* **EXTRACTED MATERIAL**
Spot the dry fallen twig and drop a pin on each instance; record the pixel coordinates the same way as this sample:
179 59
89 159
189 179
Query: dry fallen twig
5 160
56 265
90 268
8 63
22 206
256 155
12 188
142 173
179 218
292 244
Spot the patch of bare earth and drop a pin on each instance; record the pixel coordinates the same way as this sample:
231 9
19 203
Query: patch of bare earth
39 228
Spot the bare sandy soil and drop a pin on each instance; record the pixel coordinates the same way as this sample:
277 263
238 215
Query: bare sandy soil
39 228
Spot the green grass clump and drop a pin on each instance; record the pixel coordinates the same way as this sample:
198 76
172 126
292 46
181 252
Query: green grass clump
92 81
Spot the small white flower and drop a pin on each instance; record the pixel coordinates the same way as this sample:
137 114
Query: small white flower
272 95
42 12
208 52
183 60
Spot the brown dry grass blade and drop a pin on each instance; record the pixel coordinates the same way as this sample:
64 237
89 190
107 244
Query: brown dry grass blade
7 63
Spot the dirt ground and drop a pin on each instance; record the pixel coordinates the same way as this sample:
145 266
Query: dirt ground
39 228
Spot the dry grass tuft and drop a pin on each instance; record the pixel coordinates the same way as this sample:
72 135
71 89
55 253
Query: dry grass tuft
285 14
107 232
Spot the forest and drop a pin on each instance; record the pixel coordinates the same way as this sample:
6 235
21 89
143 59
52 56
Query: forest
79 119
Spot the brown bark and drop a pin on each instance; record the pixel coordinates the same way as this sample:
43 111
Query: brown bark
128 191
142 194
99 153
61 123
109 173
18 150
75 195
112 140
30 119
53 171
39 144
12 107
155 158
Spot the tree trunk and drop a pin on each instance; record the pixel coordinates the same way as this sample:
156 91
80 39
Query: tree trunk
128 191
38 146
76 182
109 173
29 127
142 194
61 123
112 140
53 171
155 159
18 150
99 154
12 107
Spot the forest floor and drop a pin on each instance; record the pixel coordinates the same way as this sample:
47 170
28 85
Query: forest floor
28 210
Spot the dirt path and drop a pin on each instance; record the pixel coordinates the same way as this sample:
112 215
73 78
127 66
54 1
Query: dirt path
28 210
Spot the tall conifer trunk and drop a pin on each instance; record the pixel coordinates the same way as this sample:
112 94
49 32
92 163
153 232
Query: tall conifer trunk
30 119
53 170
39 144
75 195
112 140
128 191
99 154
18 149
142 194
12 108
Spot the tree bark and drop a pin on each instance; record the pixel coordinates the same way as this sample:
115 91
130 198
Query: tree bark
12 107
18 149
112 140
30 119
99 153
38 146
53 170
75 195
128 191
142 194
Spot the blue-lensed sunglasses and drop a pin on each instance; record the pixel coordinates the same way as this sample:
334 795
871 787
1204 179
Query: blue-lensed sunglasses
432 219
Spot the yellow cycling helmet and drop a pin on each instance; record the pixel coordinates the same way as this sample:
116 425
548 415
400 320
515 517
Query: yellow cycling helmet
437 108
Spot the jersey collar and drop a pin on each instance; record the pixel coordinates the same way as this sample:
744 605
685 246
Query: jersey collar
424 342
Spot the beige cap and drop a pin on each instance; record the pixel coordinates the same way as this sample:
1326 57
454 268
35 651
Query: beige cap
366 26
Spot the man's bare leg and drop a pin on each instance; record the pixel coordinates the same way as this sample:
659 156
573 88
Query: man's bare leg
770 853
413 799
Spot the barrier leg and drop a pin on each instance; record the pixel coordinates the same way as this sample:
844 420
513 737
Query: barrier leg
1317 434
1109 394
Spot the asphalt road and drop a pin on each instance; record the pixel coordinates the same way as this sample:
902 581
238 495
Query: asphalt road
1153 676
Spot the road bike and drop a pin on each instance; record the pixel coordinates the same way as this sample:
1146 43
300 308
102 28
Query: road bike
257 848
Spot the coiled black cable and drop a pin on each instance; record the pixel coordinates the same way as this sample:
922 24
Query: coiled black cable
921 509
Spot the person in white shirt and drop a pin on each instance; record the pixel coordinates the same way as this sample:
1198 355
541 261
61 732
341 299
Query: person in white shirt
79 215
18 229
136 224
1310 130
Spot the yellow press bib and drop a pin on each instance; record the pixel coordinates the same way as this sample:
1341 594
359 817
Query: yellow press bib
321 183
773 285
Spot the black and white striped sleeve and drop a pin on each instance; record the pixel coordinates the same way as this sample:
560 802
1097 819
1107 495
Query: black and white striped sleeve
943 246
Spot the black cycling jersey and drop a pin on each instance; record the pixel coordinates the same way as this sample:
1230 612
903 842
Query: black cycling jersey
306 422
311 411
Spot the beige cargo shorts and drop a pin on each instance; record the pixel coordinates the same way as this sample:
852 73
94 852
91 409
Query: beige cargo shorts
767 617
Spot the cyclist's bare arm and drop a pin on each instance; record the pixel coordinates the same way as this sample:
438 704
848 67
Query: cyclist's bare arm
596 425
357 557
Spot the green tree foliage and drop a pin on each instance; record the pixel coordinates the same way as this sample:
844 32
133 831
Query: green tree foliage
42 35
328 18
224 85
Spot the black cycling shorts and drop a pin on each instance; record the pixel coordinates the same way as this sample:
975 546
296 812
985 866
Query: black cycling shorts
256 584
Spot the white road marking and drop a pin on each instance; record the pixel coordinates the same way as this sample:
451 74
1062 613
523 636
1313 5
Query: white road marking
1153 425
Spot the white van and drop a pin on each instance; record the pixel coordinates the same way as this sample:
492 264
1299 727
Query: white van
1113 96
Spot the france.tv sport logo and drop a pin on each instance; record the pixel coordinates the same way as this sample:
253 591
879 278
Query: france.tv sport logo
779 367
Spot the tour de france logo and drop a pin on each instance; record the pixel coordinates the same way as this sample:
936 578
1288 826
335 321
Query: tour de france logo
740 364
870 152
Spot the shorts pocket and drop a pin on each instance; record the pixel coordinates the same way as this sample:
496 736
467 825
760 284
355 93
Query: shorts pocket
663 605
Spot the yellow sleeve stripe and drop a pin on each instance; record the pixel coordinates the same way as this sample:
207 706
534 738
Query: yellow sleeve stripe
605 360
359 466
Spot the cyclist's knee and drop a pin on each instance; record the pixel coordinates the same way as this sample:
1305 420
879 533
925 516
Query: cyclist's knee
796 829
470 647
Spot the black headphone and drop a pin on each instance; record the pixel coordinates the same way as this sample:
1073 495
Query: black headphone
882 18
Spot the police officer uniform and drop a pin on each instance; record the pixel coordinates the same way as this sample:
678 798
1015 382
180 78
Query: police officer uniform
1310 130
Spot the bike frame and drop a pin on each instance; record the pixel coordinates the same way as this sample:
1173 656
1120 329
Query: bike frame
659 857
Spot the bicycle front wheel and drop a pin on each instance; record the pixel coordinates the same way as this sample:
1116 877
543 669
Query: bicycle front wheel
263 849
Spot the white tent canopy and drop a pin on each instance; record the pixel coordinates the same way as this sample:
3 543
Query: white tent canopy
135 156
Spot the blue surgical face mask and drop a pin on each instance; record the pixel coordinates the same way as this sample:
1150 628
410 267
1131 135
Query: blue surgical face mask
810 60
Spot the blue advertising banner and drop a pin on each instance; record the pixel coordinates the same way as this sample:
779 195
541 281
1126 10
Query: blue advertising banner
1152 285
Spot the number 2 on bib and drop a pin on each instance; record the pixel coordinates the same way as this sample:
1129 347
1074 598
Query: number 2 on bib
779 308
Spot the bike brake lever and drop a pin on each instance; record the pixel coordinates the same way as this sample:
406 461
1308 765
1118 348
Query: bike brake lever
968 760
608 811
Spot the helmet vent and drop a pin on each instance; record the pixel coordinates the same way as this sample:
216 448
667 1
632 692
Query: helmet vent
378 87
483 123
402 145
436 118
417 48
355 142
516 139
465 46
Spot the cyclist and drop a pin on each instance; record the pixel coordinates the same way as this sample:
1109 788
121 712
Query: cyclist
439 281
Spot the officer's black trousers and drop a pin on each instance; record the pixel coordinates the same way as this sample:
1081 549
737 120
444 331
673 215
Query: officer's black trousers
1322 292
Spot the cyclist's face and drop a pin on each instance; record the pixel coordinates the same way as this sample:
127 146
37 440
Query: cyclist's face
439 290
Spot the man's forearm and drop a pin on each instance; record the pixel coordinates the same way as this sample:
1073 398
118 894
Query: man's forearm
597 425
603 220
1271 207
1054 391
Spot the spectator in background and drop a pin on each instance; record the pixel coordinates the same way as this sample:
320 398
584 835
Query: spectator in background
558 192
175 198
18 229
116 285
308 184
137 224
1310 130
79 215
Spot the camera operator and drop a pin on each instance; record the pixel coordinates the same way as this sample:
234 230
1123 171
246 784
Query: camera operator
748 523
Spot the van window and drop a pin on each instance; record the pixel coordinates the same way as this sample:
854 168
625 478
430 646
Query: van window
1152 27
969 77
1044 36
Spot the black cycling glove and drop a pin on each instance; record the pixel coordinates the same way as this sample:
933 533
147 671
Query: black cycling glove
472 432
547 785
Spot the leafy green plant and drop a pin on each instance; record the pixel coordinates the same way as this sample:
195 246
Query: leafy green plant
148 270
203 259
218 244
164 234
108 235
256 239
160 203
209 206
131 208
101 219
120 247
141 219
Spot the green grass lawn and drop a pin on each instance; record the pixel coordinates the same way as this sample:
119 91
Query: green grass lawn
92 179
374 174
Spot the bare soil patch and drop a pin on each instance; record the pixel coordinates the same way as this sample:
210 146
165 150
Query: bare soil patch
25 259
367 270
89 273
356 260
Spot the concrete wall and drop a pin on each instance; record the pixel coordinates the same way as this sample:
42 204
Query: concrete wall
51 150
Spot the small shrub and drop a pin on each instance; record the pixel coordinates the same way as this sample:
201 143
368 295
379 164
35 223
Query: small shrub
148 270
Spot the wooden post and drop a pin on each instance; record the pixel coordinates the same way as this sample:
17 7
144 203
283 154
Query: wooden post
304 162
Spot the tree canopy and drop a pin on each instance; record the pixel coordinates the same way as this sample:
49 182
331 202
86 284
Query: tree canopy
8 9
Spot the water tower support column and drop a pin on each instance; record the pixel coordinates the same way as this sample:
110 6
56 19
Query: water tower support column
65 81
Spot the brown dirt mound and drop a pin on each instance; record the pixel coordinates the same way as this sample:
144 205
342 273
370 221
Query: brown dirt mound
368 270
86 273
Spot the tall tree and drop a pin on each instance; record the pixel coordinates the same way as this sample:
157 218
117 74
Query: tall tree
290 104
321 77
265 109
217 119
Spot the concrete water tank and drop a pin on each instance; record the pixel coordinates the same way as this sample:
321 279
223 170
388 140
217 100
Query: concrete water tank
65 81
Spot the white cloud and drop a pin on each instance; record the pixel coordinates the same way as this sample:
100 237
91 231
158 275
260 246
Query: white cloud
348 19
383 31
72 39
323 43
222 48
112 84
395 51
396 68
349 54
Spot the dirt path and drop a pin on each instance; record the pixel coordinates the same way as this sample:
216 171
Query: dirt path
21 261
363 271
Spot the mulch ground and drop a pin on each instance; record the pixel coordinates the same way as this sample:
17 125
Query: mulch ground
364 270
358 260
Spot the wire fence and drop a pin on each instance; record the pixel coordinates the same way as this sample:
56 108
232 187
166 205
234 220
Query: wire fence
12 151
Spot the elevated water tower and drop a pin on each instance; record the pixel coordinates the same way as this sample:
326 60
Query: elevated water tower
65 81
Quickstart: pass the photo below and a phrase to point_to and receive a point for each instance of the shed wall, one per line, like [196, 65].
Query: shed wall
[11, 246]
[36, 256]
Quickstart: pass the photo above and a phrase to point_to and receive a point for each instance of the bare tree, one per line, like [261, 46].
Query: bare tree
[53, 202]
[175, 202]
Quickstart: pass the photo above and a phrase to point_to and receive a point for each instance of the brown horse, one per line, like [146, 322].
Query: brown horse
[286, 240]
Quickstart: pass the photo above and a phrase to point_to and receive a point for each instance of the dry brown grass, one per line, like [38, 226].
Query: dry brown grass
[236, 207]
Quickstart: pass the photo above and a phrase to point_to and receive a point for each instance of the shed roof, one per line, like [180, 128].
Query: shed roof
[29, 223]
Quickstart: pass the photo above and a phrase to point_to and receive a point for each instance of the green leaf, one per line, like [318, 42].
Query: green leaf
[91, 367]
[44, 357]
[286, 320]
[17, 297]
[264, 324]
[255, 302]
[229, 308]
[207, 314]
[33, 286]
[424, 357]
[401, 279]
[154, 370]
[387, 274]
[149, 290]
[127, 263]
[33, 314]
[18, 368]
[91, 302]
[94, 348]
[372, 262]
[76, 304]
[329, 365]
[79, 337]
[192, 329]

* **YOUR TASK**
Return each line of the listing that holds the word "above".

* **OUTPUT BELOW**
Quickstart: pass the photo above and a phrase to point_to and receive a point for each instance of the bare tree, one per line, like [261, 46].
Quickstart: pass the photo above and a phrase to point_to and receive a point for each instance of the brown horse, one per line, like [146, 322].
Quickstart: pass the photo above and a phrase to point_to and receive a point for each instance of the dry brown grass, one per line, like [38, 226].
Quickstart: pass the photo above and a phrase to point_to and receive a point for each instance of the shed roof, one per line, like [180, 128].
Quickstart: pass the photo above and a phrase to point_to and receive a point for each instance of the green leaf, one per line, like [318, 42].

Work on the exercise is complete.